• TEXT:
*** Begin section ***

Are we not already beyond the dangerous increases stage? I think most scientists would say that the imperative of maintaining temperatures to 1.5°C is already unachievable. And misses the point. Certainly, the details of the agreement of nations made at COP26, to essentially “phase down” rather than “phase out” the use of fossil fuels, will not accelerate our approach to limiting temperature rise to the mythical 1.5°C. But progress was made, I have heard.

Reflecting on the various conversations I’ve had with people much more involved in COP26 than me, and on reports I’ve read from the event, it seems that ‘nature’ and (some of) the voices of (some of) the people who aren’t normally given space at these talks, were considered. Big business is also, necessarily, supporting the development of fora between trading nations and of tools to more accurately monitor supply chains, especially for products coming from countries with vast areas of forests and peatlands, vulnerable to the power of the global commodities trade. The Forest, Agriculture and Commodity Trade (FACT) dialogue is one fora. And Sainsbury’s are one ginormous business having a go at leading the way.

There were numerous individuals attending the Conference who were also leading the way. A great number walked to COP26 from across the UK. One very special guest walked to COP26 from Syria. Little Amal made the journey (with a bit of help!) to tell the “unpalatable truth” about the challenges faced by so many refugees. Michael Morpurgo gives a moving Point of View on the inspiration behind this brave girl. And her presence at COP26 also reminds us of the growing injustice wrought by climate change, in addition to the injustice that has gone into creating it. But I cannot talk with any authority on that subject. On the subject of peat however, I can.

Through my role as the Coordinator of the Expert Group on Peatlands and Biodiversity, of the Scientific Advisory Board of the International Peatland Society, I had the opportunity to give a whistle-stop tour of the peatlands of the Peruvian Amazon to the audience convened by the Global Peatlands Initiative. The UN-led Initiative is a multi-stakeholder partnership that aims to coordinate and share information and expertise with the goal of promoting the conservation and sustainable management of the world’s peatlands. I presented the work of the Tropical Wetlands Consortium to the audience of the Peatland Pavilion at COP26, within the Peatland Partnerships in Climate Change Mitigation and Nature Recovery session, organised by the International Peatland Society. Intact peatlands are increasingly being acknowledged as a key natural way of mitigating against (through absorbing carbon) and preventing further increases in (if not drained & transformed) atmospheric CO2. It was evident from the extensive engagement that the Peatland Pavilion achieved (Michele Obama even popped by, apparently!) that peat is becoming acknowledged as one of the “superstars” of nature-based approaches to achieving Nationally Determined Contributions.

*** End section ***

• RAW DATA:
*** Begin section ***

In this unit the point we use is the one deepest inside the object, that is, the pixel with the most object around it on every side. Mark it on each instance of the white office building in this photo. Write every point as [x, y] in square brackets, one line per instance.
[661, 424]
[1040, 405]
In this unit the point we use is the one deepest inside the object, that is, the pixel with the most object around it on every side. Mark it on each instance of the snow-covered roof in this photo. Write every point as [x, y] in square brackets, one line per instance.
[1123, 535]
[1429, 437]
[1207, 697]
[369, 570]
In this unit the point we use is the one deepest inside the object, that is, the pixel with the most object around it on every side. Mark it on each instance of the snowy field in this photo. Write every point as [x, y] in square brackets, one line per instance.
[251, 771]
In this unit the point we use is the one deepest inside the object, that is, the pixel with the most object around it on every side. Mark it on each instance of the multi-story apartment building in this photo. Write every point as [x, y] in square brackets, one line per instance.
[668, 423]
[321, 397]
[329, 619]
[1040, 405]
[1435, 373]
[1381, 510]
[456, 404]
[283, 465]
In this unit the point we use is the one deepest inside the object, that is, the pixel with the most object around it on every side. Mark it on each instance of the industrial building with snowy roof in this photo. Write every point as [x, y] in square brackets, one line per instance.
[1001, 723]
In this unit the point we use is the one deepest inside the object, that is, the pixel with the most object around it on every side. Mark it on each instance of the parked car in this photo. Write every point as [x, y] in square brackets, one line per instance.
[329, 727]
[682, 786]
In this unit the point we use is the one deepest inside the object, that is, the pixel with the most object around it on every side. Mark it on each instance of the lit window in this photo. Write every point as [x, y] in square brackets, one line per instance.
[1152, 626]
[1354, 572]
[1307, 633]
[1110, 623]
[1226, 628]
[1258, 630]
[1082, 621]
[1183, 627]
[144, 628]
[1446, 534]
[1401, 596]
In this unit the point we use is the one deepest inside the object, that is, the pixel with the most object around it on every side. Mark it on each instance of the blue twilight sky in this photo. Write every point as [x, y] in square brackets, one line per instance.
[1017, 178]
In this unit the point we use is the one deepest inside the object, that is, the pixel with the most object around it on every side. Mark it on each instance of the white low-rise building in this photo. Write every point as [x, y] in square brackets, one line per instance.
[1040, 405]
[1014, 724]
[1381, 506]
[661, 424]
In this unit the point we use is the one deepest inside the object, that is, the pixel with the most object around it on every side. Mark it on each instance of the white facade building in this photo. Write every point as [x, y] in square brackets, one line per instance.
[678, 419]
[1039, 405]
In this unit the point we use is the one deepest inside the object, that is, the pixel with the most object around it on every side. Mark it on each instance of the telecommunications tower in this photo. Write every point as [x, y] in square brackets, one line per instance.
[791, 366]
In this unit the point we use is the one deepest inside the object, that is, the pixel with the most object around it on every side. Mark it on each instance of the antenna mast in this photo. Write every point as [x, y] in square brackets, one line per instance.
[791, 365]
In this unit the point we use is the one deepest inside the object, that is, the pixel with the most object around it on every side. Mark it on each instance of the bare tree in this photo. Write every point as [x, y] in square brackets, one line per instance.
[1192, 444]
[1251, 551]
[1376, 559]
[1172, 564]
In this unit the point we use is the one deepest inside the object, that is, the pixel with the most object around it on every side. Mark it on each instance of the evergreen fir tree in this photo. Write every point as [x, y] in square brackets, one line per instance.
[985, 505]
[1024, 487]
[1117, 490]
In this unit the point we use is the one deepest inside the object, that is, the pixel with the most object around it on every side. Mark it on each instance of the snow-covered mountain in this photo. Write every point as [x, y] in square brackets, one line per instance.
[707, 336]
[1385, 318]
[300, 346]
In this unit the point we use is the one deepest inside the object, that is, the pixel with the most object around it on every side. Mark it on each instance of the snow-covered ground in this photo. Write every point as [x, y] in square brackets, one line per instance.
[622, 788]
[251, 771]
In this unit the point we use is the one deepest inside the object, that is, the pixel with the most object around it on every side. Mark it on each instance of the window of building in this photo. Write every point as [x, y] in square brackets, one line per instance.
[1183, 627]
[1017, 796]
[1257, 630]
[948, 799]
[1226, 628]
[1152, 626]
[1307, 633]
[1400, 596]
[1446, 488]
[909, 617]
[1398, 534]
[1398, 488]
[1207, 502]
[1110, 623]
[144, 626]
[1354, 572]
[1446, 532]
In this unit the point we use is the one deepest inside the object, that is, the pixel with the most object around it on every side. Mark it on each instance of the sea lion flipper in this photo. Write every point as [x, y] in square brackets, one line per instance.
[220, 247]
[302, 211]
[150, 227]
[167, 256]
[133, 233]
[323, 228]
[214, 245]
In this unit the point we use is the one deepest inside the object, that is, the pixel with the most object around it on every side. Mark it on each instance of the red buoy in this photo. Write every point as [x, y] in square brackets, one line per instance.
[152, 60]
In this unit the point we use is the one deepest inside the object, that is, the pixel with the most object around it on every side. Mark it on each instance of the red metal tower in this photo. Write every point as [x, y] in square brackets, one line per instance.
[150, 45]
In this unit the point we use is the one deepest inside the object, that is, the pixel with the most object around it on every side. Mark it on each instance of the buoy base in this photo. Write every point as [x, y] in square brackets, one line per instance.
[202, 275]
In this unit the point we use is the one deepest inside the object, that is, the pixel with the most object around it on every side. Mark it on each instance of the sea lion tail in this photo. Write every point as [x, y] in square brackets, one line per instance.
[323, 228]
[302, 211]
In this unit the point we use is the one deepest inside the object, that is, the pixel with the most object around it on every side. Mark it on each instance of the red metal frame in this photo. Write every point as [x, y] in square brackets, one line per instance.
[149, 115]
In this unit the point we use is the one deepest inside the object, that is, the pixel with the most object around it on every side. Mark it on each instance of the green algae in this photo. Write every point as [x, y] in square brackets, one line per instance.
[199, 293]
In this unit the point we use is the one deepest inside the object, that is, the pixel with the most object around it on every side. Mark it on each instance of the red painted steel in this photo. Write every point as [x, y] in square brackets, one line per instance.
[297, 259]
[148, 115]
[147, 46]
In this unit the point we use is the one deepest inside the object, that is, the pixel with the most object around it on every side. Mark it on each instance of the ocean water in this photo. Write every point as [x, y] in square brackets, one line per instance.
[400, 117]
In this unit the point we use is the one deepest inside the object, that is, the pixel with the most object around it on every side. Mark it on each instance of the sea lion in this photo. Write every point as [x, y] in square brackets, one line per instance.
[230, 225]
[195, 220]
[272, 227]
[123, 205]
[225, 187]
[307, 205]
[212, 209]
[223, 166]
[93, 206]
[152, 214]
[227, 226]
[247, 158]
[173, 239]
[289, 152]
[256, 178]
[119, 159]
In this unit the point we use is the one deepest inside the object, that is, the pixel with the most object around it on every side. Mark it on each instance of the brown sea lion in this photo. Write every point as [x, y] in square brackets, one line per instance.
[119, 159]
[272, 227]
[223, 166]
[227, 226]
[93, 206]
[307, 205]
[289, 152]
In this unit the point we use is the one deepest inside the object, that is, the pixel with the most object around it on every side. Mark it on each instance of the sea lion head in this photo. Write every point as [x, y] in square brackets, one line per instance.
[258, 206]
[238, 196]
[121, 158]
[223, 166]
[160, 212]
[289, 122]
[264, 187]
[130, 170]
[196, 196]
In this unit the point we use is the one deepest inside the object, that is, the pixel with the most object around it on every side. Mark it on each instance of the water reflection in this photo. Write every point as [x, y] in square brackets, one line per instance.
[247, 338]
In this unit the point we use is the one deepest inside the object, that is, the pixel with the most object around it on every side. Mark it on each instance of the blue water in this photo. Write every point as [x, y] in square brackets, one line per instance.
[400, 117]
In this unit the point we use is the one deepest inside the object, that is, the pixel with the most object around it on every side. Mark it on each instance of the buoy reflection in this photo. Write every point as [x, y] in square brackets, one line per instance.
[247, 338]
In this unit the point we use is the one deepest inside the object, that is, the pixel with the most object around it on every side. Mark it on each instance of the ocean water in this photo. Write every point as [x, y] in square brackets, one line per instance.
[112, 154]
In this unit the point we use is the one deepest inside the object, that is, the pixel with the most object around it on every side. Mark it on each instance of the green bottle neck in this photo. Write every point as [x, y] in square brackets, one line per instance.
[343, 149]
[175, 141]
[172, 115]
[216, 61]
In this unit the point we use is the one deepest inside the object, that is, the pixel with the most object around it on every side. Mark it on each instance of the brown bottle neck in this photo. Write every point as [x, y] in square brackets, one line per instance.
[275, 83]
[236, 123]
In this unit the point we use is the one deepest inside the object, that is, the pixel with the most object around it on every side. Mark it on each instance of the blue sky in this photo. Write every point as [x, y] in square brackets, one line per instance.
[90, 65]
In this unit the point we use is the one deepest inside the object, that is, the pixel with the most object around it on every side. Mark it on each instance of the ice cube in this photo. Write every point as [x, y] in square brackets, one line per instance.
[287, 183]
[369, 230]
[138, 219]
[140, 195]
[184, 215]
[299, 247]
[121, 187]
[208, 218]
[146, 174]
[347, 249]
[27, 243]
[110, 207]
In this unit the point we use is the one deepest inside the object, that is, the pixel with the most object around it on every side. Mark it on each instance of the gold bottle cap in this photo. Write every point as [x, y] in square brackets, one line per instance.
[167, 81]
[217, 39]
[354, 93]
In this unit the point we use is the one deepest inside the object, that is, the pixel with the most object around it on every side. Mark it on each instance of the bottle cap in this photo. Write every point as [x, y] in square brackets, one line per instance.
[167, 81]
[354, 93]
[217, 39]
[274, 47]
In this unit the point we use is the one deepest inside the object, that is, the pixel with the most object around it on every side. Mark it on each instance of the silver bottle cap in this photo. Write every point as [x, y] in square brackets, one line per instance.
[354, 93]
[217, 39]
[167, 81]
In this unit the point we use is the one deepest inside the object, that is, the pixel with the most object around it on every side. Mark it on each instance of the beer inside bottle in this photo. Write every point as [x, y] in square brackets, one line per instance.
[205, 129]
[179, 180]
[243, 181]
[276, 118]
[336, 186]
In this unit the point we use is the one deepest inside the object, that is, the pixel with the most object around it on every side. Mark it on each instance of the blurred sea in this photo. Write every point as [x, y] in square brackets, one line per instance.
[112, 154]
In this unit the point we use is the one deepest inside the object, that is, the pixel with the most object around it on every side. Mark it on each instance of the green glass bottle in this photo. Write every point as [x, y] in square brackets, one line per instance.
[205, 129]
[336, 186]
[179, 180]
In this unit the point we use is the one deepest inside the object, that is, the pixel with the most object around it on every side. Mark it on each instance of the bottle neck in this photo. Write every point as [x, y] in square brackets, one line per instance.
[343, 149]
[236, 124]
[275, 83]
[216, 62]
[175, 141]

*** End section ***

• WORK TO BE COMPLETED: Write the next part of the passage on COP26 and peatlands, beginning after its final sentence. The items are unrelated to the passage on COP26 and peatlands.

• RESULT:
Promising words. Now to action.

The highs of boggy flows in 2020

To kick off what has already been an incredible year on many fronts (!), I was tasked with writing a post for the International Peatland Society’s blog, in my role as the Coordinator of the Peatlands and Biodiversity Expert Group within the organisation. Mark Harrison joined me in extracting some positive news about peatlands from 2020, to inspire us to keep speaking up for swamps in the year ahead. (The piece below is being reposted from the IPS blog, accessed here.) Onwards, and bog-wards.

As we say goodbye to 2020, to what has been an incredibly and unpredictably challenging year in many ways for many people, it is important to sift through the muddy (swamp) waters for positive news. For peatlands, the last 12 months have provided many sources of hope. Various happenings have brought the societal relevance of peatlands further into the public eye, and shone light on some of the great work of peatland scientists and practitioners across the world. Here are a few highlights (hopefully you also know of many more!).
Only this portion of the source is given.